== SUPPLIED RECORDS

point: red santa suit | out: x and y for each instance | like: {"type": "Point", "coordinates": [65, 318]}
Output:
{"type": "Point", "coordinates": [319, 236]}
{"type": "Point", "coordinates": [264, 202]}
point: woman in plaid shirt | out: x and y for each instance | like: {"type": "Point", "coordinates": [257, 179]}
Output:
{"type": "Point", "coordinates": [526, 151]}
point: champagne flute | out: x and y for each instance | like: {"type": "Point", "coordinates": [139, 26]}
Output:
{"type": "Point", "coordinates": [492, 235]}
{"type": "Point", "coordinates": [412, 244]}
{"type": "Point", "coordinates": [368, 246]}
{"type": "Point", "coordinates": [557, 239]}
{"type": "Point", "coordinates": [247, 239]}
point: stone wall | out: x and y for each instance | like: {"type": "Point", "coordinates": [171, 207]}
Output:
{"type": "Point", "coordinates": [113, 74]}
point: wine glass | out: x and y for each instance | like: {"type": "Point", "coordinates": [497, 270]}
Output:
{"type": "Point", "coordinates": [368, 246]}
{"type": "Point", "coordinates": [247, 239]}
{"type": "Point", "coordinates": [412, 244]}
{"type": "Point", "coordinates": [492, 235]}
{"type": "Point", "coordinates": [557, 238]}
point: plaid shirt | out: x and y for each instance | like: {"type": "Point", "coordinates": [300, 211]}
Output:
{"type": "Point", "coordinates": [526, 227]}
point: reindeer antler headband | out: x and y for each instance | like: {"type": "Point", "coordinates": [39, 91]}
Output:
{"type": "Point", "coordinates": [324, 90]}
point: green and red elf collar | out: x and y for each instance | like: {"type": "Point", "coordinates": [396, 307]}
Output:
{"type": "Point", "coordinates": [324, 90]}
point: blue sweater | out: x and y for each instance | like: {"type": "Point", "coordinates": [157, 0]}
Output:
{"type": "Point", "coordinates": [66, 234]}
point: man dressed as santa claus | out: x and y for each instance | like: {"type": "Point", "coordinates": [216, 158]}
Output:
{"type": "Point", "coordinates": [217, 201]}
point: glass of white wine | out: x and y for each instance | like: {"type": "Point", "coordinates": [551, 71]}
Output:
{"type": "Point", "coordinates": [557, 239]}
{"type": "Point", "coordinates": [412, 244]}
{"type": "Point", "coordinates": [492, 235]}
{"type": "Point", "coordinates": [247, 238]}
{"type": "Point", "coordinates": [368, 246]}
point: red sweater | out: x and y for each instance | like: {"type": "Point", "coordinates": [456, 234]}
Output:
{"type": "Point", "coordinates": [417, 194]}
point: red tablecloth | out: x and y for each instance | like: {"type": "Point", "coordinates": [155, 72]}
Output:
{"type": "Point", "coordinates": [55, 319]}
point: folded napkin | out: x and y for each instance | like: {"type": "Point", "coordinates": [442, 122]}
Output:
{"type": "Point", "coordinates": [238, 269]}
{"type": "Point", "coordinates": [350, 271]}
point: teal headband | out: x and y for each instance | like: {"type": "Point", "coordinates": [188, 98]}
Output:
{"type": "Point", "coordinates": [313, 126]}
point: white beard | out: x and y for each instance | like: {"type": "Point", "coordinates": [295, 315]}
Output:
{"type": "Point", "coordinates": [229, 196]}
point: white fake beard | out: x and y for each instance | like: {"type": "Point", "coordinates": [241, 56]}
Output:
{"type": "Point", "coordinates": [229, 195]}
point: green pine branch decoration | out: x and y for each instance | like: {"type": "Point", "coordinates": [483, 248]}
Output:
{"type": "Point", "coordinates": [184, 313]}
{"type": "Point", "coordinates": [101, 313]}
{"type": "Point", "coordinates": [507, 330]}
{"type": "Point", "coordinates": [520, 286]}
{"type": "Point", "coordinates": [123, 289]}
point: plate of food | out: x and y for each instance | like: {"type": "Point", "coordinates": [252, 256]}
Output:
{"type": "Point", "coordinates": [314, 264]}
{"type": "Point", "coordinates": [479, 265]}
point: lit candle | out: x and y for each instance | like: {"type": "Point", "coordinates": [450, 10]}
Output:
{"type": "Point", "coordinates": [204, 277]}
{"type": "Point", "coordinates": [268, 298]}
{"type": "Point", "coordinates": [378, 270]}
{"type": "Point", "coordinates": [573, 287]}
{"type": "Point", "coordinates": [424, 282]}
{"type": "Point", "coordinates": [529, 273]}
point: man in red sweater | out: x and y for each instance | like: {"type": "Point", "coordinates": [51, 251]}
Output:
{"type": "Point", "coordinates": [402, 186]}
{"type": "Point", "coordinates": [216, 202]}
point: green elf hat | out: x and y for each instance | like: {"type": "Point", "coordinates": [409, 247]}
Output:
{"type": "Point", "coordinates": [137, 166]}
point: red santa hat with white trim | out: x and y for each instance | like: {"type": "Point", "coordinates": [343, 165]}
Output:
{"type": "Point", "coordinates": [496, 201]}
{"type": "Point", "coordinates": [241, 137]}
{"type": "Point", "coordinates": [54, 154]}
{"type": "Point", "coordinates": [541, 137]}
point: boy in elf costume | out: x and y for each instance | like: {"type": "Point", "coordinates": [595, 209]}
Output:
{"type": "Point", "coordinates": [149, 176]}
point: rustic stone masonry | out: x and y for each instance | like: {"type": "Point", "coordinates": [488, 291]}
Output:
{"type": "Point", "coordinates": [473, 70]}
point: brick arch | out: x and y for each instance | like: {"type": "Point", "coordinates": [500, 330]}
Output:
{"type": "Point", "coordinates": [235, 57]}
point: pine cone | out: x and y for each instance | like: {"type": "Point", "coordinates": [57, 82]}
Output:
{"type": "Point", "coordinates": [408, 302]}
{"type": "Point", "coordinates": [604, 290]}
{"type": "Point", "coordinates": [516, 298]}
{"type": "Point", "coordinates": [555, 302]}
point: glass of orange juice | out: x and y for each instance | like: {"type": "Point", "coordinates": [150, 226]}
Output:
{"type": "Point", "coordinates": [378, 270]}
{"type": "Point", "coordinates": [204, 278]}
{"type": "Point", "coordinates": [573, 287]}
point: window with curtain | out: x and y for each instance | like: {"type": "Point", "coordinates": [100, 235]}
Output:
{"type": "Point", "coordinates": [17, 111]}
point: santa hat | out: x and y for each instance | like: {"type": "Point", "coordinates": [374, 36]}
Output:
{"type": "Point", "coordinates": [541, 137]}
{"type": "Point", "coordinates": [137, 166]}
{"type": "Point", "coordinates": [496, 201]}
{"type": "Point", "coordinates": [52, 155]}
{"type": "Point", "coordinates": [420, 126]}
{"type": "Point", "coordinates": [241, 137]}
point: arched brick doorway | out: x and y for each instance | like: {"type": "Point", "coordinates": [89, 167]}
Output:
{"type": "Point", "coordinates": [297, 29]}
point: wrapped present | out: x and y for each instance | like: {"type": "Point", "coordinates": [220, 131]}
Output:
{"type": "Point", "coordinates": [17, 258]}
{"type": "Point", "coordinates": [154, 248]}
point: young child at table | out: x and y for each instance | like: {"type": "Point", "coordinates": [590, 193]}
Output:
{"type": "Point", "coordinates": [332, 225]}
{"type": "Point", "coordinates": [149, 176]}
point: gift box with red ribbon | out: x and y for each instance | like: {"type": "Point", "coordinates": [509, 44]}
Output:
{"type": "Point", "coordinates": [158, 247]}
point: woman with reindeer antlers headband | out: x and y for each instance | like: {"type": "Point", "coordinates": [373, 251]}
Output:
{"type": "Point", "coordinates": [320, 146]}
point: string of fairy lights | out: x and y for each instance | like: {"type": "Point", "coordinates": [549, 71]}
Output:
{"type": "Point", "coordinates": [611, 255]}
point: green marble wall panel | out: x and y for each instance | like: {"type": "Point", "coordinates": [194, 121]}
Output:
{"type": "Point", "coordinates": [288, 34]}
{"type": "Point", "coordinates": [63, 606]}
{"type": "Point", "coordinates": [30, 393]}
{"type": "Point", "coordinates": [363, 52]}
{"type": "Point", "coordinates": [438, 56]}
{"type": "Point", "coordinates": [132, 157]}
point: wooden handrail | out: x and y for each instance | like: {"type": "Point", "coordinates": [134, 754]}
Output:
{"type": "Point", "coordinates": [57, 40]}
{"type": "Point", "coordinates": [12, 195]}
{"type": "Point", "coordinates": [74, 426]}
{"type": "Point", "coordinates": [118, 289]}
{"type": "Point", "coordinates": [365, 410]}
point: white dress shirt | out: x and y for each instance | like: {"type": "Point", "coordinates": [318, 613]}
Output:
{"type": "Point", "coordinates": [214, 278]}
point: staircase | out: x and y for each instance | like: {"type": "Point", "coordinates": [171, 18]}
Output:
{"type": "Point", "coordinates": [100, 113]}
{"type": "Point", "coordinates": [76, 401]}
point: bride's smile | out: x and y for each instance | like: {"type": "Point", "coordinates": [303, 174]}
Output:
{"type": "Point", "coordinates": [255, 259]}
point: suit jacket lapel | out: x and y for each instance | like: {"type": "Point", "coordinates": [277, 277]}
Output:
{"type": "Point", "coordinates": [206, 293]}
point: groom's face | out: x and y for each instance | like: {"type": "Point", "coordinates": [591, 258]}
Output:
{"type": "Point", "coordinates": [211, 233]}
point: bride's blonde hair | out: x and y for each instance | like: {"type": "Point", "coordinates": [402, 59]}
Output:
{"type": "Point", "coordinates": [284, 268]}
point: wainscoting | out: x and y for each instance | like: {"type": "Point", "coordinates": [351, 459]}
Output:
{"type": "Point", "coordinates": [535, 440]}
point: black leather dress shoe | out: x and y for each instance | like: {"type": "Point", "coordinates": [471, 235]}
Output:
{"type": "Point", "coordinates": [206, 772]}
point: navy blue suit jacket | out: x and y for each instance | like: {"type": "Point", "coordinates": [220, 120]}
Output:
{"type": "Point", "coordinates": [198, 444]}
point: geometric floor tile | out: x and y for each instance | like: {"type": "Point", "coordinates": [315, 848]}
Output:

====

● PROBLEM TO WORK ON:
Using the data above, return every line that contains the string "green".

● RESULT OF THIS EXERCISE:
point: green and red elf collar | out: x and y for each instance | like: {"type": "Point", "coordinates": [396, 307]}
point: green pine branch decoration | out: x and y for each instance | like: {"type": "Point", "coordinates": [483, 248]}
point: green elf hat | out: x and y for each instance | like: {"type": "Point", "coordinates": [409, 247]}
point: green marble wall panel | out: x and y for each instance | like: {"type": "Point", "coordinates": [194, 121]}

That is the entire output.